---- Extract
Deployment Patterns
Note: These patterns describe how LakeLogic is used in production architectures. Local materialization is available; full orchestration remains on the roadmap.
LakeLogic is flexible. You can choose to process your data in discrete batches (Layer by Layer) or flow it through the entire architecture in a single pass (End-to-End).
1. Pattern A: The Decoupled Medallion (Recommended)
In this pattern, each layer is a separate "Job" with its own Data Contract. This is the most common approach for large-scale Lakehouses.
The Workflow: 1. Job 1: Ingest Raw -> Bronze. (Focus: Schema Protection). 2. Job 2: Process Bronze -> Silver. (Focus: Quality Rules & PII). 3. Job 3: Aggregate Silver -> Gold. (Focus: Business Logic & Fact Strategies).
Why use this-
- Isolation: If the Gold job fails, your Silver data is still safe and available.
- Independent Scaling: You can run Ingestion every 5 minutes, but only run Gold aggregates once an hour.
- Easier Debugging: You can see exactly which layer failed.
- Multi-Platform Orchestration: You can run Bronze in Azure Data Factory, Silver in Databricks, and Gold in Spark-based lakehouses (Fabric/Synapse/Databricks) or Snowflake/BigQuery (table-only).
2. Pattern B: The End-to-End Pipe (Low Latency)
For smaller datasets or real-time requirements, you can flow data from Raw all the way to Gold in one single LakeLogic execution.
The Workflow: You define a single "Pipeline Contract" that includes both the Ingestion settings and the final Gold materialization logic.
--------
Exercise brief: From the deployment patterns text, list the headings of the advantages it gives for the Decoupled Medallion pattern. You won't need the records for any of this.
---- Material provided
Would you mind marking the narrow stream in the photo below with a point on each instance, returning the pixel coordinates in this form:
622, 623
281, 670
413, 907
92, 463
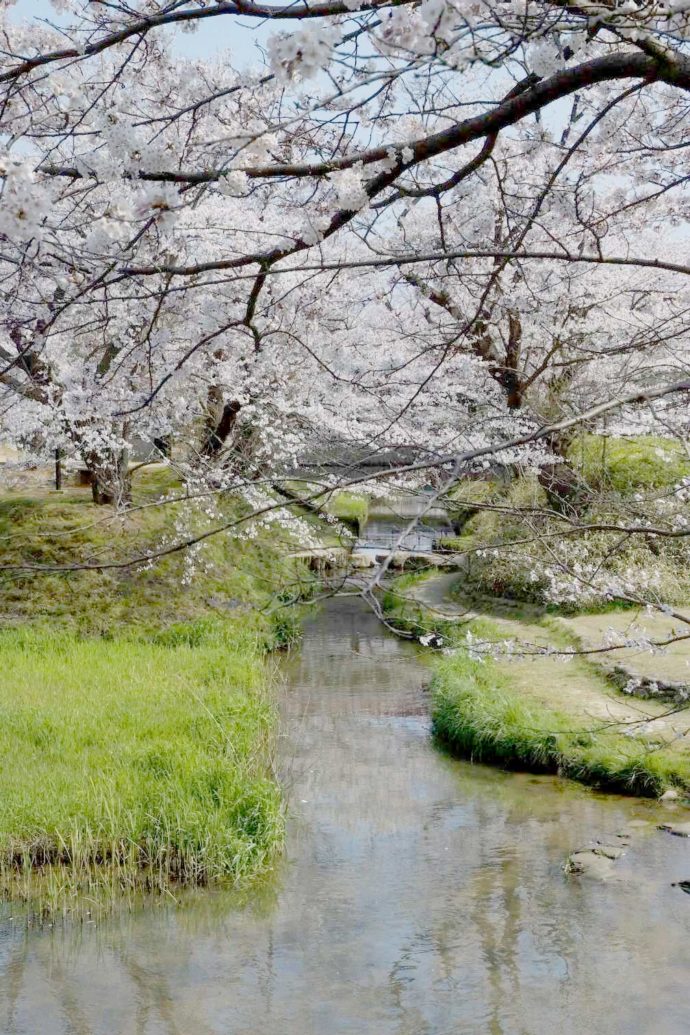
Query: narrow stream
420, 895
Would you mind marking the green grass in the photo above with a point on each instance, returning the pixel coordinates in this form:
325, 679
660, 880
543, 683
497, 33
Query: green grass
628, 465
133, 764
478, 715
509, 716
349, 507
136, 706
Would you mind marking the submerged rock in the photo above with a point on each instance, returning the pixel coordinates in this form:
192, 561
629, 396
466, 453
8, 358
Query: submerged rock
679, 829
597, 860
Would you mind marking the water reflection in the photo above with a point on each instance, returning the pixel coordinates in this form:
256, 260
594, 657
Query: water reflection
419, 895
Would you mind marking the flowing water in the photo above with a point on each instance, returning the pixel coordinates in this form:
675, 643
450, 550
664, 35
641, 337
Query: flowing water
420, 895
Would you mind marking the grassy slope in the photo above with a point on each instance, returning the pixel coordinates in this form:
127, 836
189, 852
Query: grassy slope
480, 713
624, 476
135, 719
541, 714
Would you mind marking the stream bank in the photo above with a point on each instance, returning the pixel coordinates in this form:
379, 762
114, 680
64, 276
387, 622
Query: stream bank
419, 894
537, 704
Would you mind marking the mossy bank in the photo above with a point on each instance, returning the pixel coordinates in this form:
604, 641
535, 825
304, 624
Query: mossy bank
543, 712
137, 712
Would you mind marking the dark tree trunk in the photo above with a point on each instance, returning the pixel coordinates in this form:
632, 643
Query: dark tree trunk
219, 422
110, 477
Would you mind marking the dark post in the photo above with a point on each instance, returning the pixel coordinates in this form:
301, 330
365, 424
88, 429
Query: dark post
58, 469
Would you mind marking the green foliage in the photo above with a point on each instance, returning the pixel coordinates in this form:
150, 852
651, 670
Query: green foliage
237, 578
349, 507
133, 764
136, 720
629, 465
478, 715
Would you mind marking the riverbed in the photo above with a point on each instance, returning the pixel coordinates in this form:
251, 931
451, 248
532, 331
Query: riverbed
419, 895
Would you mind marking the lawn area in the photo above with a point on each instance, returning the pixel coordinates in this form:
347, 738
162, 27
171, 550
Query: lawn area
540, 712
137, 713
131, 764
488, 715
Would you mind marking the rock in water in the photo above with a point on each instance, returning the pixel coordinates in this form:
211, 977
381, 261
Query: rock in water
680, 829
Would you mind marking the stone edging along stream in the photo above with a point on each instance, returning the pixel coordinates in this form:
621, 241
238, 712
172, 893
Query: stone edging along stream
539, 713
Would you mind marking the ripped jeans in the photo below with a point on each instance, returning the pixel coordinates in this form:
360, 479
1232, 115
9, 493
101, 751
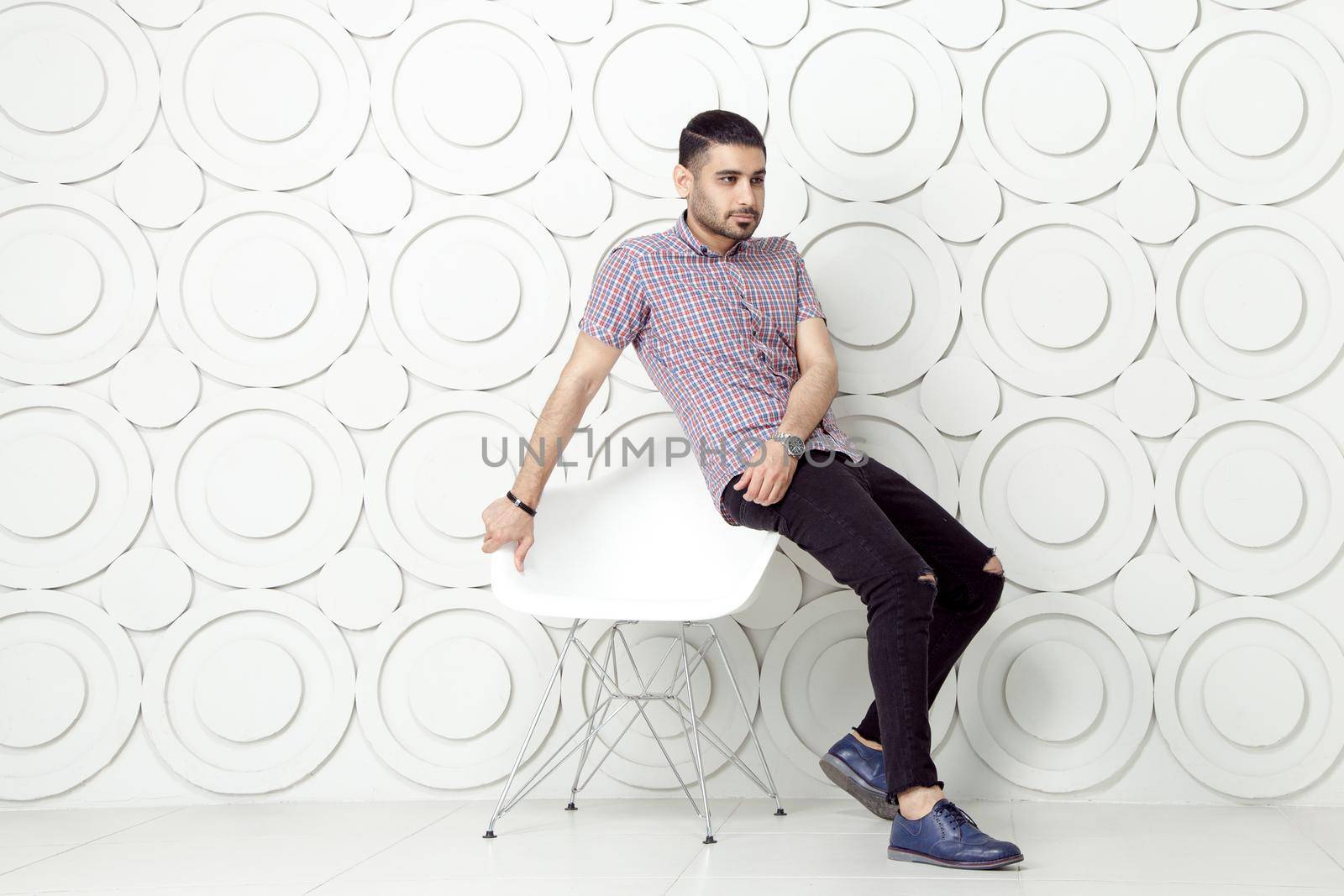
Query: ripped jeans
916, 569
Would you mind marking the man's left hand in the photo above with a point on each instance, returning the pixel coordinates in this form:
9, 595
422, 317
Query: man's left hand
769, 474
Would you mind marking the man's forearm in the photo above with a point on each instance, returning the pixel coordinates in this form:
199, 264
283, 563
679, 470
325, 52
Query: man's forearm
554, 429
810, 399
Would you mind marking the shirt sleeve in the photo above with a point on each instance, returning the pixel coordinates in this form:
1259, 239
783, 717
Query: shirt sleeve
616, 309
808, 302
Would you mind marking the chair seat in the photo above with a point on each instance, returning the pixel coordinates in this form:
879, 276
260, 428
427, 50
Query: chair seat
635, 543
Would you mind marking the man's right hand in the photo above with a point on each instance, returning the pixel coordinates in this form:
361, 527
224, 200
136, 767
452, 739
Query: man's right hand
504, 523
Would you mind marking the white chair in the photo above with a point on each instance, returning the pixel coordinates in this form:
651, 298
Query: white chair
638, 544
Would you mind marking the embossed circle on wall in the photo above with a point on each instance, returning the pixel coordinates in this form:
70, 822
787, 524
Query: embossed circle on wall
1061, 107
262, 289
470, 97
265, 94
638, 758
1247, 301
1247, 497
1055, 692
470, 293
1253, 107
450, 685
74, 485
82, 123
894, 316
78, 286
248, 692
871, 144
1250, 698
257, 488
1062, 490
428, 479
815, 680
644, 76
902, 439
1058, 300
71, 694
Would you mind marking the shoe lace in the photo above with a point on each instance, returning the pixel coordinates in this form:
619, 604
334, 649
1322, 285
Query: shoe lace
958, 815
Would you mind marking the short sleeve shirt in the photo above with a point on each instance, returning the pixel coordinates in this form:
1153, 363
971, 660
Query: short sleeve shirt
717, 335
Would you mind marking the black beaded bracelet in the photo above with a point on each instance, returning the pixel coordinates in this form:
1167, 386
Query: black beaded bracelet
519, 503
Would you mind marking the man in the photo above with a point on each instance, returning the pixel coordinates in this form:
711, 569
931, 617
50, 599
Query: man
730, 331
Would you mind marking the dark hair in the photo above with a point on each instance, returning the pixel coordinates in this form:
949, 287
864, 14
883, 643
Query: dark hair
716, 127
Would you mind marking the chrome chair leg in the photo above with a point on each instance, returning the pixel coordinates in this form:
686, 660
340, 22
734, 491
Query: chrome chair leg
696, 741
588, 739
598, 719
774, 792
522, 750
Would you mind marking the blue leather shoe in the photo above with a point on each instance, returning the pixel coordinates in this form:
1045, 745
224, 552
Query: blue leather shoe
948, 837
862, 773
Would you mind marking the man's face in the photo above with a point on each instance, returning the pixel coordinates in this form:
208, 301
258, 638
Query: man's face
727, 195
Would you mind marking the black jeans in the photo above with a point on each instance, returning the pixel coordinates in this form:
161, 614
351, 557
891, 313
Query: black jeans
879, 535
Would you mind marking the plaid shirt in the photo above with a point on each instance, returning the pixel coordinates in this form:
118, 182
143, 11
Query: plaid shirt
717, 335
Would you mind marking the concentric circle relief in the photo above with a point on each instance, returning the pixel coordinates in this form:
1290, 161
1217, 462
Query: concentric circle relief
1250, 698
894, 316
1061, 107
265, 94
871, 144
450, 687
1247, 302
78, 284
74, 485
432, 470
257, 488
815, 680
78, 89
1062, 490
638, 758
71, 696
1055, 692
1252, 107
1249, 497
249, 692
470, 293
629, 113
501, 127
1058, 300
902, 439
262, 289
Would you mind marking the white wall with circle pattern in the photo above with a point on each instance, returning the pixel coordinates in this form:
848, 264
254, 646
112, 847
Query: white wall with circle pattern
--------
---- Material provided
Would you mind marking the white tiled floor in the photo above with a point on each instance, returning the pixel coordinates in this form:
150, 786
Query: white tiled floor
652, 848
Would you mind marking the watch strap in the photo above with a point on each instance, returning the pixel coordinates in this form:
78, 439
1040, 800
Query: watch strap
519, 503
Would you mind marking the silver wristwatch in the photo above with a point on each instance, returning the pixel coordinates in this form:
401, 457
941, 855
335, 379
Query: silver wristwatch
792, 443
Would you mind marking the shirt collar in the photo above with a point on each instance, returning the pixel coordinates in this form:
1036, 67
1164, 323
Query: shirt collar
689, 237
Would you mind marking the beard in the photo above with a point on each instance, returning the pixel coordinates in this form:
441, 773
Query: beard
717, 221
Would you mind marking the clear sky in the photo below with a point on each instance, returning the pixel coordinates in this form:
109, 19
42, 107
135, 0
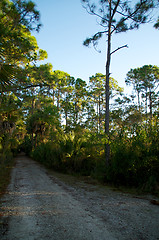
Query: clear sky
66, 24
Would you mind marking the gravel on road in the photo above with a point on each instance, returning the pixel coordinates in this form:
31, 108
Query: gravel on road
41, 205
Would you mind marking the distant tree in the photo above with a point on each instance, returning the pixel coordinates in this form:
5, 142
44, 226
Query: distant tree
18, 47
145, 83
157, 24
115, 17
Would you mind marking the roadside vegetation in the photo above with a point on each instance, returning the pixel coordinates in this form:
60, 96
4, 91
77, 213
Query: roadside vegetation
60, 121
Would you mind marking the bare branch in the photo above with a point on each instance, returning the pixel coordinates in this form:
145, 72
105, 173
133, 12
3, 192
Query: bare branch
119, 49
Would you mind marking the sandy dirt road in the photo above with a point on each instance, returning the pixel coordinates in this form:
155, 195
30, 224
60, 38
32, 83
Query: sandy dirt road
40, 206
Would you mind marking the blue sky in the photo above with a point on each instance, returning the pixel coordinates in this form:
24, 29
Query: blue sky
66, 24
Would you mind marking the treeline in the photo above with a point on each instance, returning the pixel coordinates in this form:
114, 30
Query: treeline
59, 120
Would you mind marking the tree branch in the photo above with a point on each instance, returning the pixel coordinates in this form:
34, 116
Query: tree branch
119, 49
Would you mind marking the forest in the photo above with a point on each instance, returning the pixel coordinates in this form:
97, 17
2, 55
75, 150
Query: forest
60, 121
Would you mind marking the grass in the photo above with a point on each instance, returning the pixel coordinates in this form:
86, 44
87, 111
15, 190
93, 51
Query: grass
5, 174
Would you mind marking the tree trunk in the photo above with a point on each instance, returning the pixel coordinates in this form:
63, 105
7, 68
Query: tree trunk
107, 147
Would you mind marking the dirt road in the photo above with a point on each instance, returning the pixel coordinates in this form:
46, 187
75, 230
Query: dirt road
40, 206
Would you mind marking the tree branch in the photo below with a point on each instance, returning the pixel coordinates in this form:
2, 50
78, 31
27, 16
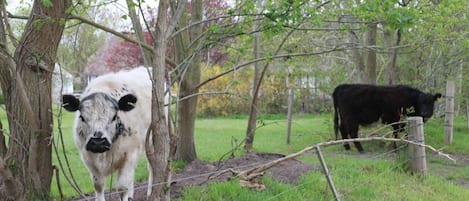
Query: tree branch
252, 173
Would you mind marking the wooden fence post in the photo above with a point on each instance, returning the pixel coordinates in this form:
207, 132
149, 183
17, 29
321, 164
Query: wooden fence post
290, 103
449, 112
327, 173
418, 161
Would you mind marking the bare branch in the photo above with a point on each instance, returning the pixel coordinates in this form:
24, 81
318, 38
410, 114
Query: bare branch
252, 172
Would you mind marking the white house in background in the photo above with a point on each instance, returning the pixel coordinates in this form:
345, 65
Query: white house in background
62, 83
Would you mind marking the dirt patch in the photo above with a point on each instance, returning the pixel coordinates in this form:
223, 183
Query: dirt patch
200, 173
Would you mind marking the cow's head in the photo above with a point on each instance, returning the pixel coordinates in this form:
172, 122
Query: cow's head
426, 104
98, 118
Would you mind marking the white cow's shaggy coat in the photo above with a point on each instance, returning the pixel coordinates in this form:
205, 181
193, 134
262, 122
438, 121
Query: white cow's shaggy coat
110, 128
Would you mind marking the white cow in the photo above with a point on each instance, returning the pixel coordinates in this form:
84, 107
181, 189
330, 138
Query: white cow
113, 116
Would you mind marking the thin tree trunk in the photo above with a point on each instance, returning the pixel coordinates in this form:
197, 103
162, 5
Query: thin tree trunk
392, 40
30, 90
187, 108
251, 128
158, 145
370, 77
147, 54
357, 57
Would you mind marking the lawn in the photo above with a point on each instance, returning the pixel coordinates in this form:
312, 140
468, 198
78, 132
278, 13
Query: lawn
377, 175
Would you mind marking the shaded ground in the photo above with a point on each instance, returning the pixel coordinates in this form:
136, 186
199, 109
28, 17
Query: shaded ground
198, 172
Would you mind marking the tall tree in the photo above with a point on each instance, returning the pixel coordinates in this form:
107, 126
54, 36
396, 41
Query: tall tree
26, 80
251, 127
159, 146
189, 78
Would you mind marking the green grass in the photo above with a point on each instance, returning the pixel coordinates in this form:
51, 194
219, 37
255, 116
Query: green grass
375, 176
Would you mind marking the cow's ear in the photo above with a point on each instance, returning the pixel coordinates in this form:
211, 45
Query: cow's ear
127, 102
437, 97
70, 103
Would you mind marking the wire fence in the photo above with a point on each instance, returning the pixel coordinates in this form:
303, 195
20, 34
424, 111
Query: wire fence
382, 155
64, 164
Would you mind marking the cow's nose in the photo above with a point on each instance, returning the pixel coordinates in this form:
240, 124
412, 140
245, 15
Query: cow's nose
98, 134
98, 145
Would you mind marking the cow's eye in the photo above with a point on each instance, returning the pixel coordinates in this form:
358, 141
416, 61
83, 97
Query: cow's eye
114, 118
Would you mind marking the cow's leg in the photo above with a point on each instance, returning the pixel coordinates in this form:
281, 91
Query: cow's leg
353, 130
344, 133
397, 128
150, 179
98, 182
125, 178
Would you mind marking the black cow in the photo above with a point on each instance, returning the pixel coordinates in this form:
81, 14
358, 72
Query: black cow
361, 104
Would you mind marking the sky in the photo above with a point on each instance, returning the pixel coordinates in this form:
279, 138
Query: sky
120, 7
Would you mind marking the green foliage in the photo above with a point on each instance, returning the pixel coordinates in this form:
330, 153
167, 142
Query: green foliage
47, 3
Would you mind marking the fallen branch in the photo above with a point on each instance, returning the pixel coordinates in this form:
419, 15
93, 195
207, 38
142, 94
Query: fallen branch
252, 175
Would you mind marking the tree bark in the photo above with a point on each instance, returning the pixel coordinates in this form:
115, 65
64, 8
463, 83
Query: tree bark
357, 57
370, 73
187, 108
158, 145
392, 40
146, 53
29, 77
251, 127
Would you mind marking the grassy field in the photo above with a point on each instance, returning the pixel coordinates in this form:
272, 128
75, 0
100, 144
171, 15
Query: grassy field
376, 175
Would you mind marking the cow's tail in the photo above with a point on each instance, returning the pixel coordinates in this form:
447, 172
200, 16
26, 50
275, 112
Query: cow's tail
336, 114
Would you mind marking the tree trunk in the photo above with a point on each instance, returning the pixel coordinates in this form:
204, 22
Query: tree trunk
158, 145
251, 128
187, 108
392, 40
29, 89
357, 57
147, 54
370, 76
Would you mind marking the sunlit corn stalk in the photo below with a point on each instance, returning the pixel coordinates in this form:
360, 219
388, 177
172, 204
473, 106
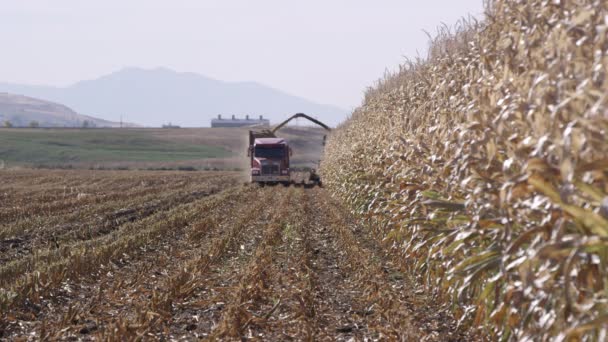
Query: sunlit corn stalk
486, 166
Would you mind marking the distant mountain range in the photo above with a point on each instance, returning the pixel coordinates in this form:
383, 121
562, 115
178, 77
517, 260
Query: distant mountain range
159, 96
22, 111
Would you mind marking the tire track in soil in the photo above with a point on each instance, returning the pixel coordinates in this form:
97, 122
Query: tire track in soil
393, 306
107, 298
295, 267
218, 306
--------
The output:
Isolation
Independent Scaling
Easier Debugging
Multi-Platform Orchestration